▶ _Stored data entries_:

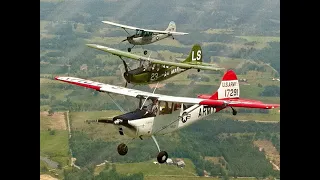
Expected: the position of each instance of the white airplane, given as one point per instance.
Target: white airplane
(147, 36)
(174, 112)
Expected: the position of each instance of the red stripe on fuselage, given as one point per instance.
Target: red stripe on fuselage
(80, 84)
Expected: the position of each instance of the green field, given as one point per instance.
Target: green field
(55, 146)
(219, 31)
(261, 39)
(148, 168)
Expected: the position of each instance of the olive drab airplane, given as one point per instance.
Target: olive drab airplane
(174, 112)
(152, 70)
(147, 36)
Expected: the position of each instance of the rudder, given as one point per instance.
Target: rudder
(229, 87)
(172, 27)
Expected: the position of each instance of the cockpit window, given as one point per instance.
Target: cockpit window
(165, 107)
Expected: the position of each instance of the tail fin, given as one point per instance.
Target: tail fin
(229, 87)
(195, 55)
(172, 27)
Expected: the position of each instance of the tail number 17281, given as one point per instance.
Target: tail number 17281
(231, 92)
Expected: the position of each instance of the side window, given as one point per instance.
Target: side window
(176, 106)
(165, 108)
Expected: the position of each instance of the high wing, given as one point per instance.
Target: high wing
(107, 88)
(155, 61)
(148, 30)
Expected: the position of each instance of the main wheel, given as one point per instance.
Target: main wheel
(234, 112)
(162, 157)
(122, 149)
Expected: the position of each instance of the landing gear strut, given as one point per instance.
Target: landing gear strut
(122, 149)
(163, 155)
(129, 49)
(234, 112)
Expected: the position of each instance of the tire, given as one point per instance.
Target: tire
(122, 149)
(162, 157)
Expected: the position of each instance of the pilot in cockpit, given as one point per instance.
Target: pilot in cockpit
(152, 108)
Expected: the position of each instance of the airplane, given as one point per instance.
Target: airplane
(147, 36)
(174, 112)
(152, 70)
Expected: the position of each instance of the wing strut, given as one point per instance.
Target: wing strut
(155, 141)
(126, 31)
(148, 96)
(120, 108)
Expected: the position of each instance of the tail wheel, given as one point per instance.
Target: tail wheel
(122, 149)
(162, 157)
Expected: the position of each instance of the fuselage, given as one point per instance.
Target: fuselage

▶ _Work instruction_: Return the lines above, starting at the one that contains "Target: pilot in cockpit" and running through the last, exactly as they appear, with no extra lines.

▶ _Result for this task_:
Target: pilot in cockpit
(152, 108)
Expected: the position of each instance of the airplane, given as one point per instance.
Target: airplane
(147, 36)
(174, 112)
(152, 70)
Expected: the position of each instance of the wing strut, given as one point per instance.
Target: wing strut
(155, 141)
(126, 31)
(148, 96)
(120, 108)
Expected: the position of each instance of the tail wheel, given as one point per instance.
Target: tail wheel
(122, 149)
(162, 157)
Expected: the position of each instance of the fuselage, given as one point per instance.
Target: fuselage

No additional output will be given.